** PAGE EXCERPT **
######

Cassandra will not complain about the second INSERT statement, and will change days_since_last_seen from null (non-existent) to 43.
As a consequence of this design, in Cassandra all INSERT statements are in fact UPSERT statements (INSERT if absent, UPDATE if present).
Although Cassandra does in principle allow syntax for UPDATE statements, there is a generally accepted idiomatic practice to only use INSERT statements.
Assumptions:
a) We have already installed the Cassandra driver for Python:
pip install cassandra-driver
b) We have the necessary environment variables, please make sure that they are now set:
env | grep MORPHL
When inserting into Cassandra from Python, it is good practice to "prepare once, bind in a loop".
This is for both performance and security reasons.
Preparing means parsing the syntax and compiling the INSERT statement into an intermediate form.
Preparing is a computationally expensive operation that is typically performed once, before entering a loop.
Binding turns the intermediate form generated above into an executable form by supplying actual values to insert.
Binding is a computationally cheap operation that is typically performed inside of a loop.
The following is setup code that is needed before we can execute any operations in Cassandra.
Notice how the Python program takes the IP address of the Cassandra server from the OS environment, and also needs a user/password combination, as well as the name of the Cassandra keyspace to use):
from os import getenv
from cassandra.cluster import Cluster
from cassandra.auth import PlainTextAuthProvider
MORPHL_SERVER_IP_ADDRESS = getenv('MORPHL_SERVER_IP_ADDRESS')

######

** INFORMATION PROVIDED **
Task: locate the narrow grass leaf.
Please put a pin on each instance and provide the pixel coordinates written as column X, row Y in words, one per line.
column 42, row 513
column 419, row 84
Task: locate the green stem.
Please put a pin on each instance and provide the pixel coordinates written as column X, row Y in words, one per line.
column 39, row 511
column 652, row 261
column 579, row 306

######

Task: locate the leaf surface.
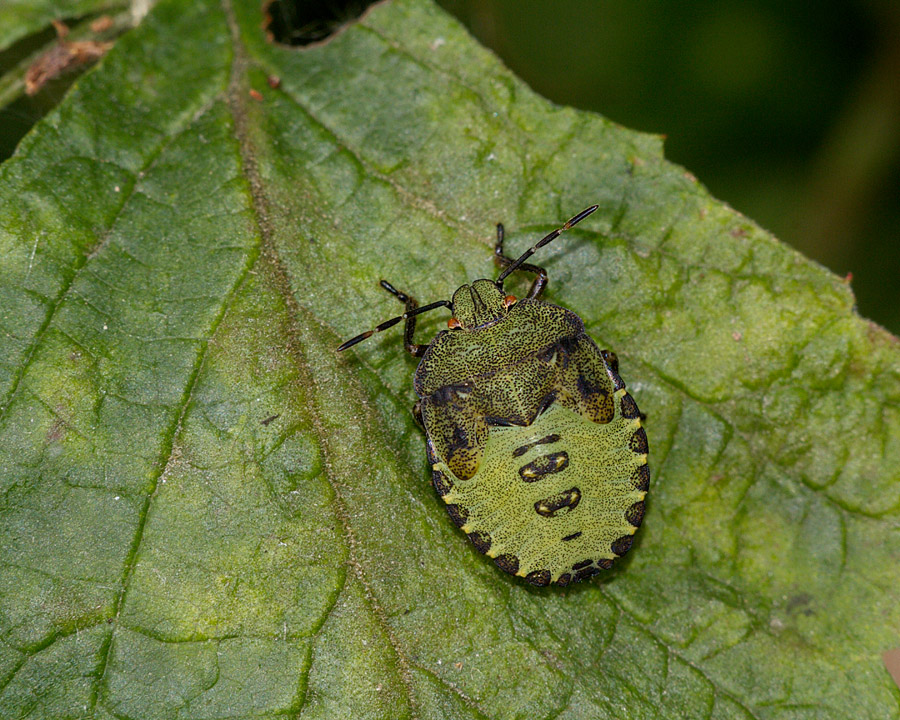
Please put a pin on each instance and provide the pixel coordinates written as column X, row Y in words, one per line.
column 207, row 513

######

** INSTRUCTION **
For each statement (a), (b), (c), state whether it agrees with the Cassandra excerpt, answering yes or no and quoting the deciding words of the excerpt: (a) In Cassandra, every INSERT statement is actually an UPSERT statement. (b) Binding is usually done once, before a loop begins. (c) Cassandra provides no syntax for UPDATE statements.

** ANSWER FOR THIS EXERCISE **
(a) Yes: "in Cassandra all INSERT statements are in fact UPSERT statements"
(b) No: "Binding is a computationally cheap operation that is typically performed inside of a loop."
(c) No: "Although Cassandra does in principle allow syntax for UPDATE statements"